### ACTIVITY
When you reach the line in the data below that contains "Target: forest", please start repeating lines exactly, and stop after the line that contains "134, row 130", repeating nothing else.

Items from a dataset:

◇ ◇ ◇ ◇

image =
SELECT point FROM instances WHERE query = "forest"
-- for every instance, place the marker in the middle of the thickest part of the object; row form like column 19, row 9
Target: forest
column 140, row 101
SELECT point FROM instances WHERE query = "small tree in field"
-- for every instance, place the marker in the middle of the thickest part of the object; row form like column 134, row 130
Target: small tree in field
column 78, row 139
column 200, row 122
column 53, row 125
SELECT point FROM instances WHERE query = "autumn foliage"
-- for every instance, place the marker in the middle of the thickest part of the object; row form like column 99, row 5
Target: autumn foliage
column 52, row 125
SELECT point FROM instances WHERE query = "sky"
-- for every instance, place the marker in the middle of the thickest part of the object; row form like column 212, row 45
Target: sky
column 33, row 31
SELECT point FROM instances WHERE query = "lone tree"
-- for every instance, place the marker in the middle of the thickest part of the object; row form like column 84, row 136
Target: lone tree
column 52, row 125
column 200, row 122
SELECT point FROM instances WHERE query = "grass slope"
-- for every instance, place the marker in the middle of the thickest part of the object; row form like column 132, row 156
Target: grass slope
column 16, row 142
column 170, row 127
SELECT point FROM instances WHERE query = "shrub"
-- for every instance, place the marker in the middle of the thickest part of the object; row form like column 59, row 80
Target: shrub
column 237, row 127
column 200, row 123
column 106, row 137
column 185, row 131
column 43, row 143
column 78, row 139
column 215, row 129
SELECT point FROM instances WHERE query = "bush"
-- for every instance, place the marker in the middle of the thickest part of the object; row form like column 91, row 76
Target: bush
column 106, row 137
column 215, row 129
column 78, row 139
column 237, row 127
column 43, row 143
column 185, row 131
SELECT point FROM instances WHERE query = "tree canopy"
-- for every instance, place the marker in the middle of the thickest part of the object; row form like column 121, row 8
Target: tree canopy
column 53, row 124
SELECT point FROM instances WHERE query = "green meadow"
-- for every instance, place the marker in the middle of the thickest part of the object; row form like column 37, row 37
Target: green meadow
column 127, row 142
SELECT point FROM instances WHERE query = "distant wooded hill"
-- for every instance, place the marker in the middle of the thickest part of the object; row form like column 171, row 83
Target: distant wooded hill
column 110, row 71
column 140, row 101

◇ ◇ ◇ ◇

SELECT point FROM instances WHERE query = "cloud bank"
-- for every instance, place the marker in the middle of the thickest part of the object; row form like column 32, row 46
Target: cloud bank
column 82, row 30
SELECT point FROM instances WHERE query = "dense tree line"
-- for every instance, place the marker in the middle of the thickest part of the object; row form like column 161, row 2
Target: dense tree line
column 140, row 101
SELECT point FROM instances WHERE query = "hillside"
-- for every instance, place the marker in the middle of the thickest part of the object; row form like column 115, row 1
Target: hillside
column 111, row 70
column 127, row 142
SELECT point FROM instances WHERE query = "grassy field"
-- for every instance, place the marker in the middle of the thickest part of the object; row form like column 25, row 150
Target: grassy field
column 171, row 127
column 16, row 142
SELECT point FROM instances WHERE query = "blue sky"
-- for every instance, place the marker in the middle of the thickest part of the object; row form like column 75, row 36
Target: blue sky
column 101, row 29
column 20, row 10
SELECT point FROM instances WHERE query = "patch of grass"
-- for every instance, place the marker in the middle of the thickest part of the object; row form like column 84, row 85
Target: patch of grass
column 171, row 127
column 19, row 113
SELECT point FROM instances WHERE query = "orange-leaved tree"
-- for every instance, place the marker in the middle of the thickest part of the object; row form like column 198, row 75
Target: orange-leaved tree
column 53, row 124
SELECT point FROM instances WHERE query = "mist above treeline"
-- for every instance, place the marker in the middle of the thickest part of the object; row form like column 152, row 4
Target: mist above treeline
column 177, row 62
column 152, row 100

◇ ◇ ◇ ◇

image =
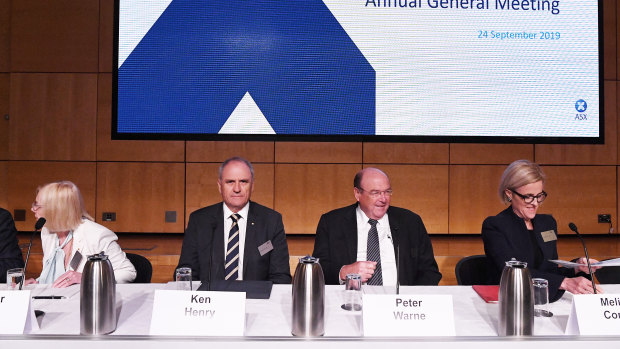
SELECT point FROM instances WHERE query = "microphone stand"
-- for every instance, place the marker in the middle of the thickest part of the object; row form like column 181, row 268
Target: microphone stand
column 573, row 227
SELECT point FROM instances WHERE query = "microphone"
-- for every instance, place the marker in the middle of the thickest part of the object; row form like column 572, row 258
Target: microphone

◇ ◇ ◇ ◇

### WRITTEN RESPONSE
Target: forest
column 140, row 101
SELECT point FROM instances WHERE query = "small tree in field"
-- for every instance, place the marker in the middle of the thickest part of the object; row form like column 134, row 130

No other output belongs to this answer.